### What to work on
[a] State whether each statement below agrees with the passage on coronary artery disease, answering yes or no for each and quoting the deciding words of the passage. (i) Twenty patients with stable angina were included. (ii) Blood samples were collected only once, at admission. (iii) The study examined the association between the cytokines and C-reactive protein.
[b] According to the passage on coronary artery disease, what is a major determinant of the progression of the disease?
[c] Write a continuation of the passage on coronary artery disease, beginning after its last sentence.

### Passage to read
╔══
Inflammation is known to be a major determinant of the progression of coronary artery disease (CAD). In the present study we have evaluated the plasma levels of cytokines-tumor necrosis factor-alpha (TNF), interleukin- 1 alpha (IL-1), interleukin-6 (IL-6), interferon-gamma (IFN), and interleukin-10 (IL-10)- to examine the association between these cytokines and C-reactive protein (CRP) in patients with CAD.


Patients with acute coronary syndromes (ACS; n = 20) were compared with patients with stable angina (SA; n= 20) and with control volunteers (C; n= 20). Blood samples were collected at the time of admission from all patients and 15 and 30 days thereafter.
╚══
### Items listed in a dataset
╔══
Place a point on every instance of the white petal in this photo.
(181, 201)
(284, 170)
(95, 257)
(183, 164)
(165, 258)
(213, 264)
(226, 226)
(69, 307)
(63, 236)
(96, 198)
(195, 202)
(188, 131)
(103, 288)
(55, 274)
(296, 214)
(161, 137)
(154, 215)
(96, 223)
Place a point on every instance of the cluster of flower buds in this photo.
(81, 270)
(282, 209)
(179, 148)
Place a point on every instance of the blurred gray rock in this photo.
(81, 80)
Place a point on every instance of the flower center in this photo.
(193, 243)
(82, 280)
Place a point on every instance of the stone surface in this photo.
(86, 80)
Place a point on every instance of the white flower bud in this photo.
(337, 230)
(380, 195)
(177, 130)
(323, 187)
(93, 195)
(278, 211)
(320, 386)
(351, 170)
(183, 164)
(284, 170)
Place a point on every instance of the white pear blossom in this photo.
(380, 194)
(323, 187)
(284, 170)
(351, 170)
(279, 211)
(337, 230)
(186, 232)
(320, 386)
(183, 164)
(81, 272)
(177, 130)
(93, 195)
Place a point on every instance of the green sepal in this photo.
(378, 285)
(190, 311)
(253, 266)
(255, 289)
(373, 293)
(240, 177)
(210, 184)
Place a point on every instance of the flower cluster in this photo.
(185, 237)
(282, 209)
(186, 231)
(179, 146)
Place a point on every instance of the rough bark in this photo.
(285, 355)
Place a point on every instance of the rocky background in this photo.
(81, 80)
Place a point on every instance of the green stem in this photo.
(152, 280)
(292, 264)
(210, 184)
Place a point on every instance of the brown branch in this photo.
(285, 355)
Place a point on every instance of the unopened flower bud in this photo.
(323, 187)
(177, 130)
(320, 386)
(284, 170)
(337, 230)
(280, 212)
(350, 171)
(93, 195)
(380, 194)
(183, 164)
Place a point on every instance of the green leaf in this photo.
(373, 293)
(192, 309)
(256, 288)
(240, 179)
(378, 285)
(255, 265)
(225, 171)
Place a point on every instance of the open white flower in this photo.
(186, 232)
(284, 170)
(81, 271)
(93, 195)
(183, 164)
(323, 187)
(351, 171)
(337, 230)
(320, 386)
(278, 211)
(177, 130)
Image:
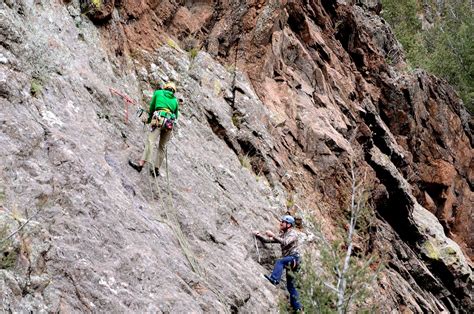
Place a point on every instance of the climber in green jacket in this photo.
(163, 113)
╚══
### Answers
[a]
(i) Yes: "patients with stable angina (SA; n= 20)"
(ii) No: "Blood samples were collected at the time of admission from all patients and 15 and 30 days thereafter."
(iii) Yes: "to examine the association between these cytokines and C-reactive protein (CRP) in patients with CAD"

[b] Inflammation.

[c]
CRP levels (20.8+/-8.8 mg/L) (mean+/-SEM) were higher at baseline in ACS than SA patients (4.1+/-0.8mg/L) or the control subjects (5.1+/-1.8mg/L) (p<0.05). At admission, IL-6 was detected in 50% of the ACS patients and 5% of the SA patients or control subjects, while TNF was detected in 35% of the ACS and SA patients but only in 5% of control subjects. Subsequently, IL-6 levels declined and were no longer detectable, while TNF levels increased among ACS patients at all time periods tested when compared with other patients. The presence of IL-1 and IL-10 were not detectable in the blood samples examined, and IFN could only be detected in the ACS group. A significant correlation was observed between IL-6 and CRP levels (r=0.4; p<0.01) in all groups. There were no correlations among any of the other cytokines and CRP levels.


Our study demonstrates raised levels of TNF, IL-6, IFN, and CRP in patients with ACS and a positive correlation between IL-6 and CRP but not with the other cytokines.